EXERCISE: Revise the entries below by changing every "whereabouts" to "location" and keeping everything else unchanged. Leave the pictures out of your answer.

* * * *

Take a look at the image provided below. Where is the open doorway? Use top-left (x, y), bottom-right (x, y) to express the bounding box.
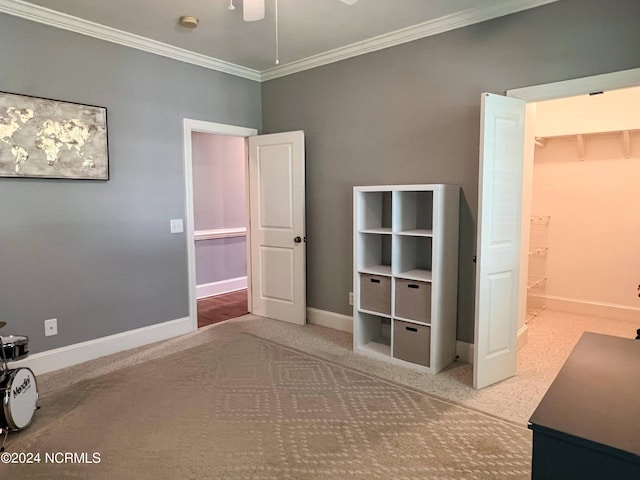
top-left (473, 69), bottom-right (640, 388)
top-left (191, 132), bottom-right (249, 328)
top-left (183, 119), bottom-right (258, 331)
top-left (518, 87), bottom-right (640, 375)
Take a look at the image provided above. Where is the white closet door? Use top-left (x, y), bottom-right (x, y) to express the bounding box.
top-left (249, 131), bottom-right (307, 325)
top-left (473, 93), bottom-right (526, 388)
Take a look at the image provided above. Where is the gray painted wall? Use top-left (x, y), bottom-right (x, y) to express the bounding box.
top-left (191, 132), bottom-right (247, 285)
top-left (262, 0), bottom-right (640, 342)
top-left (0, 14), bottom-right (261, 352)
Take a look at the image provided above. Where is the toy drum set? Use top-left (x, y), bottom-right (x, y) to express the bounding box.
top-left (0, 322), bottom-right (38, 452)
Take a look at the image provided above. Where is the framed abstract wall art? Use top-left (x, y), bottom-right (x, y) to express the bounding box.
top-left (0, 92), bottom-right (109, 180)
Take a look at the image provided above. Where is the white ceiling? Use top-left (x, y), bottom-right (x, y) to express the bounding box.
top-left (0, 0), bottom-right (557, 80)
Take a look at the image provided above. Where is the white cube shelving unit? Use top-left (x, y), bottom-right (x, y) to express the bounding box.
top-left (353, 184), bottom-right (460, 373)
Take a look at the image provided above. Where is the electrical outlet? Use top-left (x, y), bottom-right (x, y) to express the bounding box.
top-left (44, 318), bottom-right (58, 337)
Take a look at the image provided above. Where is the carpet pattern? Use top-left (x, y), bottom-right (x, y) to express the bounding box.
top-left (0, 334), bottom-right (531, 480)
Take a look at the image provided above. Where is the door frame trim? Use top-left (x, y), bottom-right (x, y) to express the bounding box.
top-left (182, 118), bottom-right (258, 331)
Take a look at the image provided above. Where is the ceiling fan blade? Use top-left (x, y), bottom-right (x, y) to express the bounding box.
top-left (242, 0), bottom-right (264, 22)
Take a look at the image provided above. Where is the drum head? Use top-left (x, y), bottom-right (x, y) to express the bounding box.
top-left (3, 368), bottom-right (38, 430)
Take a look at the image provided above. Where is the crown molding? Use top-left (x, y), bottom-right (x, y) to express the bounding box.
top-left (0, 0), bottom-right (558, 82)
top-left (261, 0), bottom-right (558, 81)
top-left (0, 0), bottom-right (261, 81)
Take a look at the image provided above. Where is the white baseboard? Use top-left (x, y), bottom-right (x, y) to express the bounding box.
top-left (9, 317), bottom-right (193, 375)
top-left (307, 308), bottom-right (353, 333)
top-left (516, 324), bottom-right (529, 350)
top-left (196, 277), bottom-right (247, 298)
top-left (542, 295), bottom-right (640, 321)
top-left (456, 340), bottom-right (473, 365)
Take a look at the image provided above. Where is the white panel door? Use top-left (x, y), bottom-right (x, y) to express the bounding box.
top-left (249, 131), bottom-right (307, 325)
top-left (473, 93), bottom-right (526, 388)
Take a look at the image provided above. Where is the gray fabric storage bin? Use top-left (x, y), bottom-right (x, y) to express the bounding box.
top-left (393, 320), bottom-right (431, 367)
top-left (360, 273), bottom-right (391, 315)
top-left (395, 278), bottom-right (431, 323)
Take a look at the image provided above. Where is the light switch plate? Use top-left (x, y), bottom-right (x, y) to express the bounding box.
top-left (44, 318), bottom-right (58, 337)
top-left (170, 218), bottom-right (184, 233)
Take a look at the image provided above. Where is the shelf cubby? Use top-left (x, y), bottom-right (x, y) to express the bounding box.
top-left (354, 313), bottom-right (391, 356)
top-left (394, 191), bottom-right (433, 236)
top-left (356, 192), bottom-right (393, 233)
top-left (392, 235), bottom-right (433, 281)
top-left (356, 233), bottom-right (392, 275)
top-left (353, 184), bottom-right (460, 373)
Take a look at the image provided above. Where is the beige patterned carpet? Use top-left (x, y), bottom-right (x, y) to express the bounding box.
top-left (0, 333), bottom-right (531, 480)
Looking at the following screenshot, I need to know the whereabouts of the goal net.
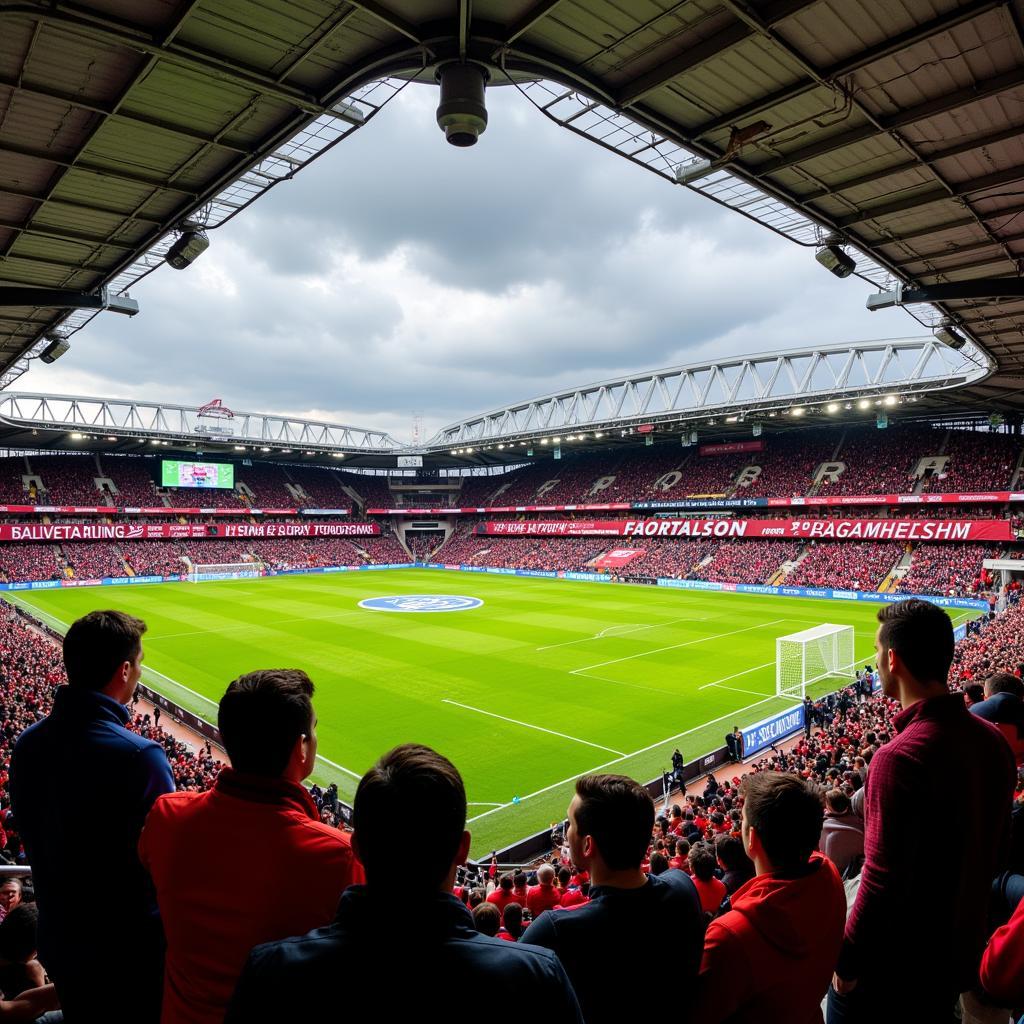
[186,562,263,583]
[775,623,854,699]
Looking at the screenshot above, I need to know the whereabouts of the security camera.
[436,61,489,147]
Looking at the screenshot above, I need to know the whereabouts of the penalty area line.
[466,693,783,824]
[441,697,626,757]
[569,618,787,676]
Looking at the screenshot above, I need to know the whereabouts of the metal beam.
[834,166,1024,227]
[505,0,562,46]
[799,125,1024,203]
[749,68,1024,175]
[0,76,248,154]
[692,0,1006,139]
[617,0,818,107]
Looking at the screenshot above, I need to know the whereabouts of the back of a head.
[473,903,502,937]
[352,743,466,893]
[878,598,953,685]
[63,610,145,690]
[217,669,313,777]
[575,775,654,871]
[742,771,824,873]
[985,672,1024,697]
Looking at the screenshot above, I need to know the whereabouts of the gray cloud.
[22,75,915,437]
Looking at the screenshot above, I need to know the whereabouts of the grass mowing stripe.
[572,618,787,676]
[441,697,626,758]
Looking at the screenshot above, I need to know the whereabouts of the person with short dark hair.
[828,599,1017,1024]
[693,771,846,1024]
[139,669,362,1024]
[225,743,583,1024]
[10,611,174,1024]
[523,775,703,1024]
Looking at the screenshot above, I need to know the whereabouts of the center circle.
[359,594,483,612]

* * * *

OUTPUT FOR THIS EXERCISE:
Take a look at the image provided below. Where is the open doorway? Use top-left (x, y), bottom-right (x, y) to express the bounding box.
top-left (473, 69), bottom-right (640, 388)
top-left (191, 132), bottom-right (249, 328)
top-left (183, 119), bottom-right (258, 331)
top-left (518, 87), bottom-right (640, 375)
Take a look at the image provided above. Where is the white closet door? Use top-left (x, y), bottom-right (x, y) to express the bounding box.
top-left (249, 131), bottom-right (307, 325)
top-left (473, 93), bottom-right (526, 388)
Take a look at the image provided above. Where is the gray painted wall? Use top-left (x, y), bottom-right (x, y) to express the bounding box.
top-left (191, 132), bottom-right (247, 285)
top-left (262, 0), bottom-right (640, 342)
top-left (0, 14), bottom-right (261, 352)
Take a look at the image provided above. Where is the toy drum set? Use top-left (x, y), bottom-right (x, y) to express the bounding box.
top-left (0, 322), bottom-right (38, 452)
Take a look at the image provided above. Where is the framed abstract wall art? Use top-left (x, y), bottom-right (x, y) to express the bounding box.
top-left (0, 92), bottom-right (109, 180)
Take a look at the image provided above. Where is the white ceiling? Use top-left (x, y), bottom-right (x, y) to express the bounding box.
top-left (0, 0), bottom-right (557, 80)
Take a look at the image provided above. Where is the white cube shelving unit? Use top-left (x, y), bottom-right (x, y) to express the bounding box.
top-left (353, 184), bottom-right (460, 373)
Take a look at the image provided above. Where is the electrical outlet? Use top-left (x, y), bottom-right (x, y) to express the bounding box.
top-left (44, 318), bottom-right (58, 337)
Take a look at the image provided above. Where is the carpet pattern? Use top-left (x, y), bottom-right (x, y) to express the bounding box.
top-left (0, 334), bottom-right (531, 480)
Take a look at the image provided above. Where is the door frame trim? Use top-left (x, y), bottom-right (x, y) to express the bounding box.
top-left (182, 118), bottom-right (258, 331)
Take a look at the image provided above. Where is the ceiling fan blade? Use top-left (x, y), bottom-right (x, y) to express the bounding box.
top-left (242, 0), bottom-right (264, 22)
Take a look at the image provided above. Where is the drum head? Use top-left (x, y), bottom-right (x, y) to express the bounding box.
top-left (3, 368), bottom-right (38, 430)
Take a look at the image provided above. Where is the crown molding? Use top-left (x, y), bottom-right (x, y) to express the bounding box.
top-left (0, 0), bottom-right (558, 82)
top-left (261, 0), bottom-right (558, 81)
top-left (0, 0), bottom-right (261, 81)
Take a look at the image provided above. Where is the white baseboard? Use top-left (x, y), bottom-right (x, y) to express the bounding box.
top-left (9, 317), bottom-right (193, 375)
top-left (307, 308), bottom-right (353, 333)
top-left (516, 324), bottom-right (529, 350)
top-left (196, 277), bottom-right (247, 298)
top-left (542, 295), bottom-right (640, 321)
top-left (456, 340), bottom-right (473, 365)
Take a look at the image provided above. Where is the white panel door? Use top-left (x, y), bottom-right (x, y) to express the bounding box.
top-left (249, 131), bottom-right (307, 325)
top-left (473, 93), bottom-right (526, 388)
Take a look at the image provided above. Where is the gray fabric storage bin? Use top-left (x, y), bottom-right (x, y) to express the bounding box.
top-left (393, 320), bottom-right (431, 367)
top-left (360, 273), bottom-right (391, 315)
top-left (395, 278), bottom-right (431, 323)
Take a look at the image provided above. Where is the light switch plate? Use top-left (x, y), bottom-right (x, y) to express the bounding box.
top-left (44, 318), bottom-right (58, 337)
top-left (170, 218), bottom-right (184, 233)
Take a look at the image provided above. Where is the shelf cubby? Use top-left (x, y), bottom-right (x, y) to express the bounding box.
top-left (354, 313), bottom-right (391, 356)
top-left (394, 191), bottom-right (433, 236)
top-left (356, 192), bottom-right (393, 233)
top-left (392, 235), bottom-right (433, 281)
top-left (356, 233), bottom-right (392, 275)
top-left (353, 184), bottom-right (460, 373)
Take a look at the image provided above. Where is the beige patterned carpet? Use top-left (x, y), bottom-right (x, y) to express the bounding box.
top-left (0, 333), bottom-right (531, 480)
Looking at the following screenshot, I need to know the location of the goal net.
[186,562,263,583]
[775,623,854,699]
Looking at the screenshot above, I need to know the location of the security camera.
[436,61,489,147]
Looking at the screenshot above, I need to know the location of the penalty area line.
[466,693,783,824]
[441,697,626,757]
[569,618,787,676]
Looking at the screenshot above, I need to know the location of the metal beam.
[834,166,1024,227]
[505,0,562,46]
[799,125,1024,203]
[749,68,1024,175]
[0,76,248,154]
[692,0,1006,139]
[617,0,818,107]
Looking at the screenshot above, I need to know the location of the back of a head.
[473,903,502,937]
[352,743,466,893]
[878,598,953,685]
[63,610,145,690]
[217,669,313,777]
[575,775,654,871]
[742,771,824,873]
[985,672,1024,697]
Looking at the screenshot above, I need to know the location of the gray cloud.
[22,75,915,437]
Looking at the screenshot above, I need to know the location of the grass mowing stripe.
[572,618,787,676]
[441,697,626,758]
Looking at the screenshot above, I need to know the location of the person with short dark hair.
[828,599,1017,1024]
[693,771,846,1024]
[139,669,362,1024]
[225,743,583,1024]
[10,611,174,1024]
[523,775,703,1024]
Looking at the screenshot above, I need to know the location of the center circle.
[359,594,483,612]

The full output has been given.